─── EXCERPT PROVIDED ───

Finally, a perhaps minor stylistic issue:
Theoretical macroevolutionary transformations are then synthetic, emergent properties. Looking for deep ancestors linking molecular and morphological inferences is equivalent to the search for ‘‘hidden variables’’ in physics, such as the so-far unsuccessful search for a non-obvious classical explanation for the nonsensical rules of quantum mechanics. [...]The molecular cladogram is commonly analyzed on a Markovian model in that present-day data are taken as sufficient to retrodict the relevant past (if a large enough data set), and analysis is by a reverse Laplace’s demon through coalescent theory. In integrable analyses, such as prediction of the future position of an ideal billiard ball on an ideal elliptical pool table, uncertainty is not increased beyond the initial uncertainty. [...]The problem becomes nonintegrable and can lead to chaos, much as the position of even an ideal caroming billiard ball is not predictable after about seven bounces off a cushion on a rectangular pool table (Manzotti, 2011) as it transits into Brownian motion-like chaos. [...]As Einstein said to Heisenberg (Gilder, 2008: 87): ‘‘It is theory which first determines what can be observed.’ [...]In that Markov chain analysis is np-hard, Hastings–Metropolis sampling speeds the computation. [...]Following Ekeland’s (2006) example of the rectangular pool table that yields nonintegrable predictions of a pool ball’s path, there are two paths that are in fact integrable, namely bouncing back and forth orthogonal to the sides. [...]This is much like Haack’s (1993: 81) analogy of the crossword puzzle that is solved by mutual support from two rather different belief or experiential systems.
In case anybody forgot, this paper is basically making the argument that one extant group of organisms should be seen as the ancestor of another extant group of organisms.
Then again, maybe I should play billiard again one of these days. I rather enjoyed it when I was a student.
*) Note that Richard Zander's definition of macroevolution appears to be rather idiosyncratic. When asked, most biologists are likely to explain that macroevolution is evolution above the species level. In the debates around creationism, evolutionary biologists often point out that macroevolution is nothing more than microevolution happening over a long time. Zander, on the other hand, defines macroevolution as what happened at that point in the past when a lineage changed enough for an 'evolutionary' systematist to consider one (now paraphyletic) plant family or genus to have produced another taxon of the same rank that is phylogenetically nested inside it. This redefinition of macroevolution into paraphyly then makes possible the claim that cladists do not accept macroevolution.
Zander RH, 2013. A Framework for Post-phylogenetic Systematics. Zetetic Publications, St. Louis; CreateSpace Independent Publishing Platform, Amazon.
ZanderRH, 2014. Support measures for caulistic macroevolutionary transformations in evolutionary trees. Annals of the Missouri Botanical Garden 100: 100-107.

─── LISTED ENTRIES ───

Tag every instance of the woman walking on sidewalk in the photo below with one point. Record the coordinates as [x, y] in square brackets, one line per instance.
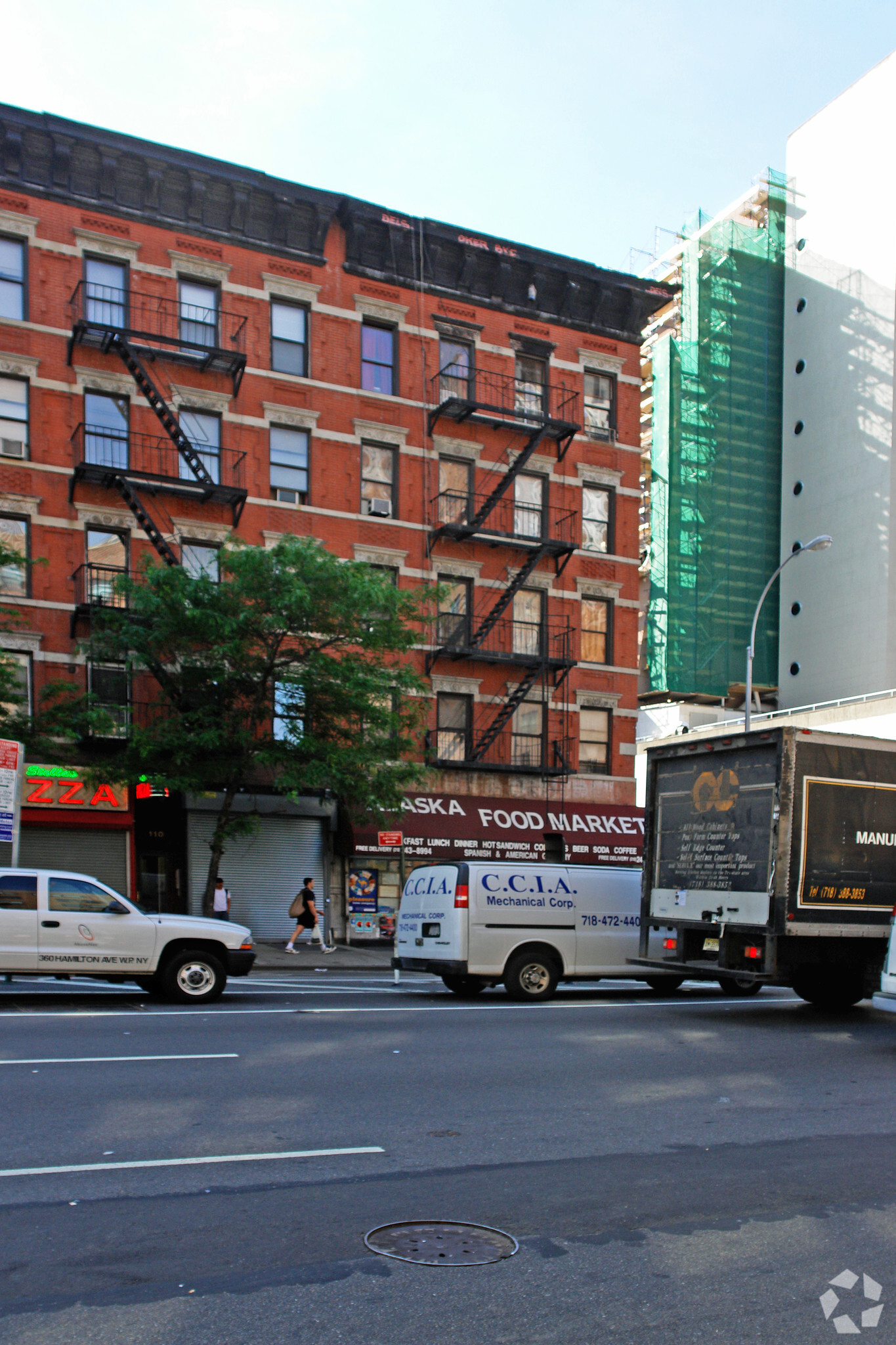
[305, 912]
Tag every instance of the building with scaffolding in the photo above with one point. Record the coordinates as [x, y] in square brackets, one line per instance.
[192, 351]
[711, 439]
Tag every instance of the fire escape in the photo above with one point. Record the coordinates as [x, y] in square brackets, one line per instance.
[540, 650]
[142, 330]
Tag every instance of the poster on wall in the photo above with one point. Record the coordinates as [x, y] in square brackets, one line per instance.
[363, 891]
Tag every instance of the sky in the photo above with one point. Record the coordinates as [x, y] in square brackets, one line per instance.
[582, 127]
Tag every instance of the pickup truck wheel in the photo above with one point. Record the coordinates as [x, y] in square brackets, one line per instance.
[464, 986]
[192, 977]
[828, 990]
[739, 986]
[666, 985]
[531, 978]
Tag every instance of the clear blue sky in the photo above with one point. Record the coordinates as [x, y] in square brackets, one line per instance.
[575, 125]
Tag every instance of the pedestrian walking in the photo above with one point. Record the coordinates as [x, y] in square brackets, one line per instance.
[305, 912]
[221, 902]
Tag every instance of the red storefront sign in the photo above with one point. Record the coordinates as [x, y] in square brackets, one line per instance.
[456, 826]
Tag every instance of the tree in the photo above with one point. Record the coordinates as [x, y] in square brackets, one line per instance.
[288, 670]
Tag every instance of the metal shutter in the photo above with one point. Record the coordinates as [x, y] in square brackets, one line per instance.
[101, 854]
[264, 872]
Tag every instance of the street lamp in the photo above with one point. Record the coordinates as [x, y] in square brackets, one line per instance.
[819, 544]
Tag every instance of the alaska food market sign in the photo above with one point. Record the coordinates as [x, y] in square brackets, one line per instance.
[456, 826]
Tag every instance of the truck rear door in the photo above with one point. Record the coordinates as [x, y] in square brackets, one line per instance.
[431, 925]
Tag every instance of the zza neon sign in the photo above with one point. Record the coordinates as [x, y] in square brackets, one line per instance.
[61, 787]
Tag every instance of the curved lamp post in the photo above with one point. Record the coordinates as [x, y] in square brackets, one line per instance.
[819, 544]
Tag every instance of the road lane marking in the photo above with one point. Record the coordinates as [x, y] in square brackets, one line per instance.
[187, 1162]
[366, 1009]
[95, 1060]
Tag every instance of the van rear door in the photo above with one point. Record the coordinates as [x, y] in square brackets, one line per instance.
[430, 923]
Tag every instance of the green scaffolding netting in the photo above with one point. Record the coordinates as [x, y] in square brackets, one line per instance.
[716, 460]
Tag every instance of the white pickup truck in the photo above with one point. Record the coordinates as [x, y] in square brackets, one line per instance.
[56, 923]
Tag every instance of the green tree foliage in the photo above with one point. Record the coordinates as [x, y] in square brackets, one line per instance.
[289, 671]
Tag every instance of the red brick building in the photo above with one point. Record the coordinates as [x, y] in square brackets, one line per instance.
[190, 350]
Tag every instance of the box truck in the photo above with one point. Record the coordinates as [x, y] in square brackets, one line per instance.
[527, 926]
[773, 857]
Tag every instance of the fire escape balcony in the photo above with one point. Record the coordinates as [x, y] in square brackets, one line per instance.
[532, 645]
[164, 328]
[484, 396]
[102, 456]
[523, 525]
[519, 753]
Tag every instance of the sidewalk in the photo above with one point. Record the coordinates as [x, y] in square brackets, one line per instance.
[270, 957]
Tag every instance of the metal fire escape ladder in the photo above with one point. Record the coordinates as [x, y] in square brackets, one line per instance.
[505, 713]
[507, 596]
[507, 481]
[150, 526]
[160, 407]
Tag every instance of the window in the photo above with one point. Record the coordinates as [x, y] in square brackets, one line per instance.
[289, 712]
[106, 560]
[378, 358]
[454, 611]
[594, 741]
[14, 537]
[12, 278]
[453, 734]
[456, 363]
[378, 481]
[599, 405]
[106, 430]
[106, 286]
[528, 505]
[595, 519]
[110, 692]
[526, 735]
[595, 631]
[203, 432]
[199, 560]
[77, 894]
[289, 464]
[288, 340]
[198, 314]
[456, 490]
[527, 622]
[14, 417]
[530, 386]
[19, 892]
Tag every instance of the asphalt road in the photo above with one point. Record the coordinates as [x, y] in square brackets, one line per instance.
[676, 1169]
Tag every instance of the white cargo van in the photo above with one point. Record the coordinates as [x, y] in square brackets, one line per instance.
[528, 926]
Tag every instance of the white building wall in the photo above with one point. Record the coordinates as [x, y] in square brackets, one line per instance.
[842, 165]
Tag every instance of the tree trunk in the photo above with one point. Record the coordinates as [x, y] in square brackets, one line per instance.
[218, 848]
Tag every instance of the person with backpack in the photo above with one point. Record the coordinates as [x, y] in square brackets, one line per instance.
[305, 912]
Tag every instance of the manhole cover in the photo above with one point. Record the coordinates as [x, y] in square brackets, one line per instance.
[441, 1245]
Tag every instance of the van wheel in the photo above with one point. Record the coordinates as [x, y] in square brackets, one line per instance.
[194, 977]
[464, 986]
[739, 986]
[666, 985]
[531, 978]
[828, 990]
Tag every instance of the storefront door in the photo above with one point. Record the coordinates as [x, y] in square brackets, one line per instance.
[75, 930]
[18, 921]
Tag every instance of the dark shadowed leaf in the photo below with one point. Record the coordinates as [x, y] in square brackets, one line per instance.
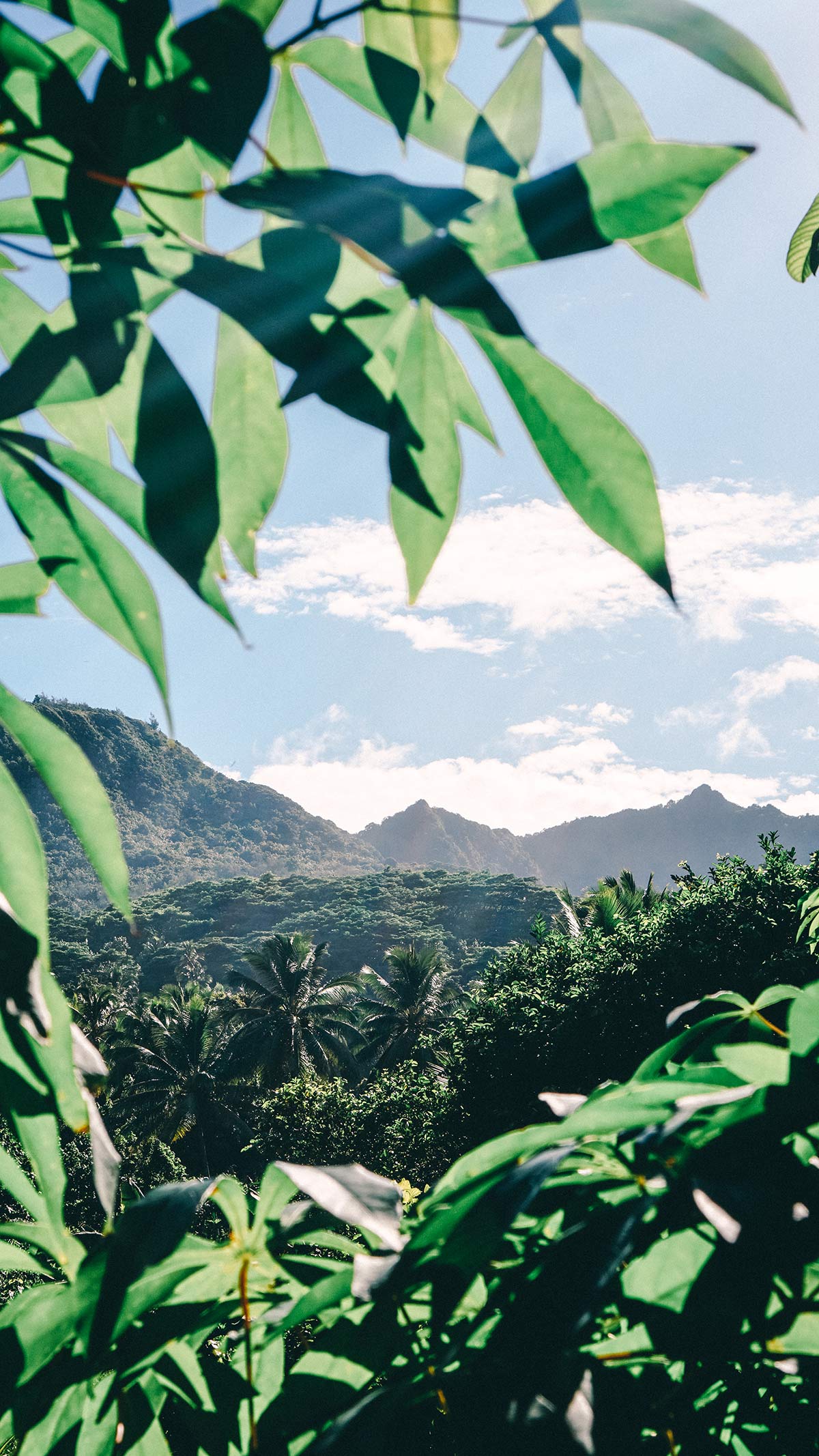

───

EXERCISE INSTRUCTIONS:
**A.** Using the excerpt on macroevolution, decide whether each statement agrees with it: (i) most biologists are likely to describe macroevolution as evolution above the species level; (ii) an ideal billiard ball on a rectangular pool table becomes unpredictable after about three bounces off a cushion; (iii) Hastings–Metropolis sampling slows the computation in Markov chain analysis. Answer yes or no for each, and quote the deciding words.
**B.** Reproduce the part of the excerpt on macroevolution starting at "In case anybody" and ending at "was a student.".

OUTPUTS FOR THE TASKS:
**A.**
(i) Yes: "When asked, most biologists are likely to explain that macroevolution is evolution above the species level."
(ii) No: "not predictable after about seven bounces off a cushion on a rectangular pool table"
(iii) No: "Hastings–Metropolis sampling speeds the computation."

**B.**
In case anybody forgot, this paper is basically making the argument that one extant group of organisms should be seen as the ancestor of another extant group of organisms.
Then again, maybe I should play billiard again one of these days. I rather enjoyed it when I was a student.